**Data listing**

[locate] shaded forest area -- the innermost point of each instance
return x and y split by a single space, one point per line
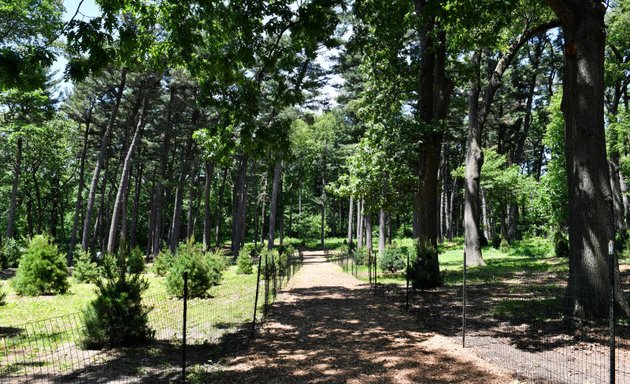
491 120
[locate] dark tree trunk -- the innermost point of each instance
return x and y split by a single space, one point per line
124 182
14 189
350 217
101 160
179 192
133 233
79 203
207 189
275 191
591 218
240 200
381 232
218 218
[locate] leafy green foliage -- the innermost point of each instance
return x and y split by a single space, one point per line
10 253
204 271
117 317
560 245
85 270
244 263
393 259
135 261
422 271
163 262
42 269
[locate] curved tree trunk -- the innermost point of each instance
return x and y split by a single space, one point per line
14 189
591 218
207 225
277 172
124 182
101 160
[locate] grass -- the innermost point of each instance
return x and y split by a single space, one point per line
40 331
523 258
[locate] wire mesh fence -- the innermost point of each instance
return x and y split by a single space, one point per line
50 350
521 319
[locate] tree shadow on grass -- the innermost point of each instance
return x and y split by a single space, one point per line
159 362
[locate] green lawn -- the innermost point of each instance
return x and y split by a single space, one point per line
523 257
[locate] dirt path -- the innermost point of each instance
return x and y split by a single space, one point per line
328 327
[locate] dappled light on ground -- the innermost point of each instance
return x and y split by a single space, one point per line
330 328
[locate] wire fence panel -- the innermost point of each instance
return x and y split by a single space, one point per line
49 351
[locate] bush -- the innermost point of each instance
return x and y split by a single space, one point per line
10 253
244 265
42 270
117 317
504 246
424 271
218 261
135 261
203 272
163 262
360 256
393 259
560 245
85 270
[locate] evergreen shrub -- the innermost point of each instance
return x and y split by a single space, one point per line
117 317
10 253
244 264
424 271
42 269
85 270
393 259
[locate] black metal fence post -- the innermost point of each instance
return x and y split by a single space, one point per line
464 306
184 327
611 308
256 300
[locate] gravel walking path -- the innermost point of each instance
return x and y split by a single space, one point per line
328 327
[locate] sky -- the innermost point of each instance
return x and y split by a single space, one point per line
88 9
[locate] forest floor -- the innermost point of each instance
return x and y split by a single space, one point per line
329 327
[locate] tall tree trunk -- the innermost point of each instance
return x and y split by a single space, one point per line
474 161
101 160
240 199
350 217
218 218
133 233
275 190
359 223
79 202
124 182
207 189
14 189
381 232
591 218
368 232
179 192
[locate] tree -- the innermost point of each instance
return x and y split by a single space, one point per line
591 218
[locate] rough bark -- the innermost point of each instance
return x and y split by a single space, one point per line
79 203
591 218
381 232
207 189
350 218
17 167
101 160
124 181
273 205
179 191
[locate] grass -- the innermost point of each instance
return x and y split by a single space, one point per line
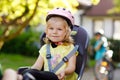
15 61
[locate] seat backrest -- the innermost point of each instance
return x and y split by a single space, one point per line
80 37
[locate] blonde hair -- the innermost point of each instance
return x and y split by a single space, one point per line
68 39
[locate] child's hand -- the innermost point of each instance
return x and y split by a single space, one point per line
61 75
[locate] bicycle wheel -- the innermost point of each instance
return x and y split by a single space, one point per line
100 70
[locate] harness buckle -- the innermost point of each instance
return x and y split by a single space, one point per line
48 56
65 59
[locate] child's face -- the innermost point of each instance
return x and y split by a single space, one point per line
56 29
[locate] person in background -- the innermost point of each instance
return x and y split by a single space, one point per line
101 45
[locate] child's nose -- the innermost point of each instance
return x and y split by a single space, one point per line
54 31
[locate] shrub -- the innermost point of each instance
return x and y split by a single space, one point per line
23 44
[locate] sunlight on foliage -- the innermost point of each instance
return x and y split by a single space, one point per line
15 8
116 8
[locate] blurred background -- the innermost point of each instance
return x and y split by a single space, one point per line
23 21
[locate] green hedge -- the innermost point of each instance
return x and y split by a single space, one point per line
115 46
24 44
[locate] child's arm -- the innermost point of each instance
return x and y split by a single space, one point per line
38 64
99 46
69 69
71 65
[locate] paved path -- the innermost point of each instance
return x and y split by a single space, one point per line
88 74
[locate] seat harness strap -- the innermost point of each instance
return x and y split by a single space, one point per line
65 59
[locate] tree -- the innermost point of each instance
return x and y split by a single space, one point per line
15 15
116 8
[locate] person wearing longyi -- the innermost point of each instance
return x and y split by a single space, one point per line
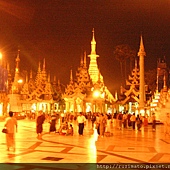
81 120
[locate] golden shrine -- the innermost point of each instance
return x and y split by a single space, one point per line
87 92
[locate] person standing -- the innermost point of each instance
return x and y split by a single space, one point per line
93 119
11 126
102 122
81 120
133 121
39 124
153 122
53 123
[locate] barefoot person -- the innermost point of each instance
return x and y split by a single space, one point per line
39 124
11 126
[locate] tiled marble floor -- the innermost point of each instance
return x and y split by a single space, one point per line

**Task**
As you output the material, omit the pictures but alter nothing else.

**Answer to this exercise**
[locate] shaded forest area -- the innermost point of each instance
return x and y split by a single space, one point per line
491 120
[locate] dark tree trunk -- the innermost point of each instance
return x and y split by a single space, one point per line
124 182
14 189
350 217
101 160
179 192
133 233
79 203
207 189
275 191
591 218
240 200
381 232
218 218
[locate] leafy green foliage -- the innermost point of each instance
return x and y split by a single space, one point per line
10 253
204 271
117 317
560 245
85 270
244 263
393 259
135 261
422 271
163 262
42 269
[locate] curved tree trunk -- the innermost point of each instance
return x and y split by a single space, one point per line
14 189
591 218
207 225
277 172
124 182
101 160
[locate] grass -- the innermost point of each instance
return x and y split by a single space, one point per line
40 331
523 258
[locate] wire mesh fence -- the innermost point of each instance
return x and y split by a single space, one point per line
50 350
521 319
[locate] tree shadow on grass -- the innermost point of each instance
return x and y split by a single space, one point per line
159 362
[locate] green lawn -- the innermost point of each instance
return x and y split by a single space, one point per line
523 257
[locate] dirt path -- the innermost point of each instance
return x and y split by a single space, one point per line
328 327
[locate] dappled light on ground -- the innermost point of each instance
return x and y split by a single space, one point per line
330 328
[locate] wire fence panel -- the innermost point of each instance
return x and y split by a single space, one point per line
49 351
[locate] bush -- the innermost point of each instance
return x and y split by a single space, one point per line
10 253
244 265
42 270
117 317
504 246
424 271
218 261
135 261
203 272
163 262
360 256
393 259
560 245
85 270
[locate] evergreen shrub -- the innermost point of each instance
return x and y split by a single space, one point per line
117 317
10 253
244 264
424 271
42 269
85 270
393 259
[locate] black metal fence post -- the innermost point of each instance
return x and y split by a single space, one point per line
464 306
184 327
611 308
256 300
[locate] gravel walking path -- the innermost point of each instance
return x and y split by a single space, one point per line
328 327
[locate] sky -- the innermost point of each instance
return x and y split by a single space, one point per line
88 9
[locate] forest floor -- the innermost point of each instance
return x and y split by a single space, one point per line
329 327
[locate] tall tree trunk -- the innermost point of each instance
return x and y split by a single space, one point per line
474 161
101 160
240 199
350 217
218 218
133 233
275 190
359 223
79 202
124 182
207 189
14 189
381 232
591 218
368 232
179 192
[locate] tree -- the innermost point of each instance
return x and y split by a single space, one point per line
591 218
[locate] rough bark -- the innermost point of each instance
return x and y split by a single space, one point per line
79 203
591 218
381 232
207 189
350 218
17 167
101 160
124 181
273 205
179 191
[locate] grass -- the innermost point of each instance
return x and y split by a single space, one point per line
15 61
[locate] seat backrest -- the innermost point of each instance
return x and y split by a single space, one point per line
80 37
[locate] blonde hair -- the innermost point of each instance
return x and y split by a single space, one point per line
68 39
[locate] child's hand -- the innermost point of each instance
return x and y split by a single space, one point per line
61 75
[locate] bicycle wheel -- the innermost point of each instance
return x and y split by a single space, one point per line
100 70
[locate] harness buckle -- the innermost point of each instance
return x and y split by a single space, one point per line
48 56
65 59
[locate] child's face -- the innermost point of each instance
return x and y split by a single space, one point per line
56 29
[locate] person in background -- the innermost point of each instance
return x and y split by a single space, one point per line
101 45
[locate] child's nose -- the innermost point of each instance
return x and y split by a single space, one point per line
54 31
[locate] shrub -- the innermost point of each instance
return x and y split by a single space, one point per line
23 44
[locate] sunlight on foliage -- the innermost point of each instance
return x and y split by a single space, one point per line
15 8
116 8
[locate] blurred background -- the innermost point of each instance
return x and y split by a single space, one point per line
23 21
[locate] green hedge -- the innermost point of each instance
return x and y split by a single space, one point per line
115 46
24 44
[locate] child's arm -- the innermost point of each instance
return x and y split by a single space, one point per line
38 64
99 46
69 69
71 65
[locate] paved path -- the innermost point of each instance
return x and y split by a single space, one point per line
88 74
[locate] seat harness strap -- the innermost point of each instance
return x and y split by a single space, one point per line
65 59
[locate] tree -- the innermost point of each instance
return x and y split by a single space, one point per line
15 15
116 8
[locate] person wearing longyi -- the innermost point of each instance
return x and y split by a single space, one point per line
81 120
[locate] golden shrine -- the innermost point of each instance
return x and y split by a single space, one point per line
87 92
[locate] person standing -- the innermost point of each instance
return x and y split by a single space, one point per line
93 119
11 126
102 122
81 120
133 121
39 124
153 122
53 123
[locate] barefoot person -- the innermost point of each instance
return x and y split by a single space, one point per line
39 124
11 126
[locate] tiled marble floor -- the innermost point of each instance
return x and y split by a single space, one point per line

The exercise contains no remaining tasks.